## MATERIAL FOR THE TASK

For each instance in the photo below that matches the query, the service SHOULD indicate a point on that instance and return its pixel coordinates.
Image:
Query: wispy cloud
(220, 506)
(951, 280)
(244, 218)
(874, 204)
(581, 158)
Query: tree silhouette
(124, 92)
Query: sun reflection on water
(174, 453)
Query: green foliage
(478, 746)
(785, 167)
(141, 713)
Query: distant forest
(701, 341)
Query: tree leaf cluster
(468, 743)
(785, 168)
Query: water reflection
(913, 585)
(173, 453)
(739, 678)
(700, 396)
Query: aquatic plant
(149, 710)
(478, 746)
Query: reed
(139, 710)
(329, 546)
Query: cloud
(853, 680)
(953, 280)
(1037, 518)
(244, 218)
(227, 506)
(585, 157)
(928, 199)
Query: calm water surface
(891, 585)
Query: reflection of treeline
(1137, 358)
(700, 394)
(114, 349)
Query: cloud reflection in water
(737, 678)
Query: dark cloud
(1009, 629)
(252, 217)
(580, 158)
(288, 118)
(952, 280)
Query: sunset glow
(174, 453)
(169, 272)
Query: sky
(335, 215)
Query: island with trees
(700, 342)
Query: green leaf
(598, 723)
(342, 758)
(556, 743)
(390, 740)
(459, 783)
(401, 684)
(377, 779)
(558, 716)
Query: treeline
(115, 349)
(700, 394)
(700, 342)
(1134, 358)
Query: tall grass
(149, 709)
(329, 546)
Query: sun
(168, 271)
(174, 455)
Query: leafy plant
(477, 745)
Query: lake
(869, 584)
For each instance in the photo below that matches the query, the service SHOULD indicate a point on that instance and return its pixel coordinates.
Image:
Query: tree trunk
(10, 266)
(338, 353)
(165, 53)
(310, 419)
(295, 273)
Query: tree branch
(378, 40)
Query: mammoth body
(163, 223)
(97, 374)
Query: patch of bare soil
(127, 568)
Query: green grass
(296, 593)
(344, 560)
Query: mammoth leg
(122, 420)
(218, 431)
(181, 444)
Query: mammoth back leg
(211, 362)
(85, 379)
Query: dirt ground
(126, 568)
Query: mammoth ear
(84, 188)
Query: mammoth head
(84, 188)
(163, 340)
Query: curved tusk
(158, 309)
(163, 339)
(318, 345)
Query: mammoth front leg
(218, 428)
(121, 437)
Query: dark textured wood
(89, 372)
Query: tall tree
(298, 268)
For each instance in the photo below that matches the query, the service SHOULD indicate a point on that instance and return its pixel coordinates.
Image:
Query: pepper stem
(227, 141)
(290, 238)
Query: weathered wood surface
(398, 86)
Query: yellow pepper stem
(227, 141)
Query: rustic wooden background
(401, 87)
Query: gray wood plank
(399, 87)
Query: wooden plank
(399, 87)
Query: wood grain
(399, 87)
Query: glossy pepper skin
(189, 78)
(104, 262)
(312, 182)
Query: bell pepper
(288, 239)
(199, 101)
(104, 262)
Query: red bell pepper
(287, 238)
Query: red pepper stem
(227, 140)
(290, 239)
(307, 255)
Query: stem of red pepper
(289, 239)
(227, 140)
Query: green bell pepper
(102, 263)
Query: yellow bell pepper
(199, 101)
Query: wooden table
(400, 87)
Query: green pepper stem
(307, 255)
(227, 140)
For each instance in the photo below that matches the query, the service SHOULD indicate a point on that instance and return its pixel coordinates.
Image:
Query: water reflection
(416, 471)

...

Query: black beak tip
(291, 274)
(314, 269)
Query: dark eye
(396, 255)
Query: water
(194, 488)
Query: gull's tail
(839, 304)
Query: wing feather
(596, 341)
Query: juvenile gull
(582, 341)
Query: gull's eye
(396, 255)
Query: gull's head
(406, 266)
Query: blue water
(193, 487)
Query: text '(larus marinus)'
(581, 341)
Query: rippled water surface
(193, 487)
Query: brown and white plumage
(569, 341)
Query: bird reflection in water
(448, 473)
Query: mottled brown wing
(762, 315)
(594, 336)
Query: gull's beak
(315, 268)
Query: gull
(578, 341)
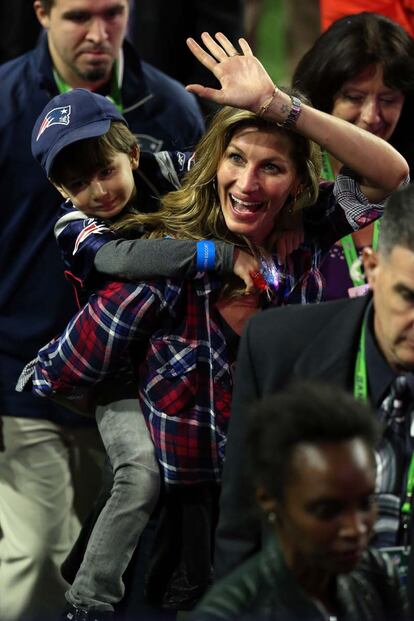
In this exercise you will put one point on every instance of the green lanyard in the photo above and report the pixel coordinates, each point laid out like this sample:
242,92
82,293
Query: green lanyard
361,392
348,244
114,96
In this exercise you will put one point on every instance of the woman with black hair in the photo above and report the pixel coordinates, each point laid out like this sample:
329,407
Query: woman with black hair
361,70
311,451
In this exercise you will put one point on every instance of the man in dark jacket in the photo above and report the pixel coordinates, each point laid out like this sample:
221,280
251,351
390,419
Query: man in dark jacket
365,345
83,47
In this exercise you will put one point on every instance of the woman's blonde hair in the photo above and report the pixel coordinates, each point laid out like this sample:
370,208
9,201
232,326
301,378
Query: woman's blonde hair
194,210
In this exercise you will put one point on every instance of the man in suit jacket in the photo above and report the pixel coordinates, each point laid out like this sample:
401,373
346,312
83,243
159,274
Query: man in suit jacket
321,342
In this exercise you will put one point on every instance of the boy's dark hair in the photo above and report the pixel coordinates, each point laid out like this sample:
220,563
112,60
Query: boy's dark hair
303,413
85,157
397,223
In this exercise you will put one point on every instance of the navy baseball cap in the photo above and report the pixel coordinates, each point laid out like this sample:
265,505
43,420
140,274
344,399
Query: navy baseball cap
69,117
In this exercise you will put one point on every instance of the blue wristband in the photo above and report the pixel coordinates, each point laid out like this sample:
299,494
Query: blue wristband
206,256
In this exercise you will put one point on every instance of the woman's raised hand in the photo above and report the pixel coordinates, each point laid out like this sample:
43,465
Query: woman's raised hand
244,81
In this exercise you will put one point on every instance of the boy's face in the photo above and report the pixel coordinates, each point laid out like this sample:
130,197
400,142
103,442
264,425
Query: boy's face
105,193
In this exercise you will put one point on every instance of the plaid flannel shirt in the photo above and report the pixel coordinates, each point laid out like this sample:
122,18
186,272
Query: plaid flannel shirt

## PROBLEM TO SOLVE
Look through the entries above. Extract each line with the word "plaid".

## PROBLEM SOLUTION
In this exercise you will put one point on every instance of the plaid flannel shirt in the photo above and report the pixel coordinates, each point laid out like this sample:
Query: plaid flannel shirt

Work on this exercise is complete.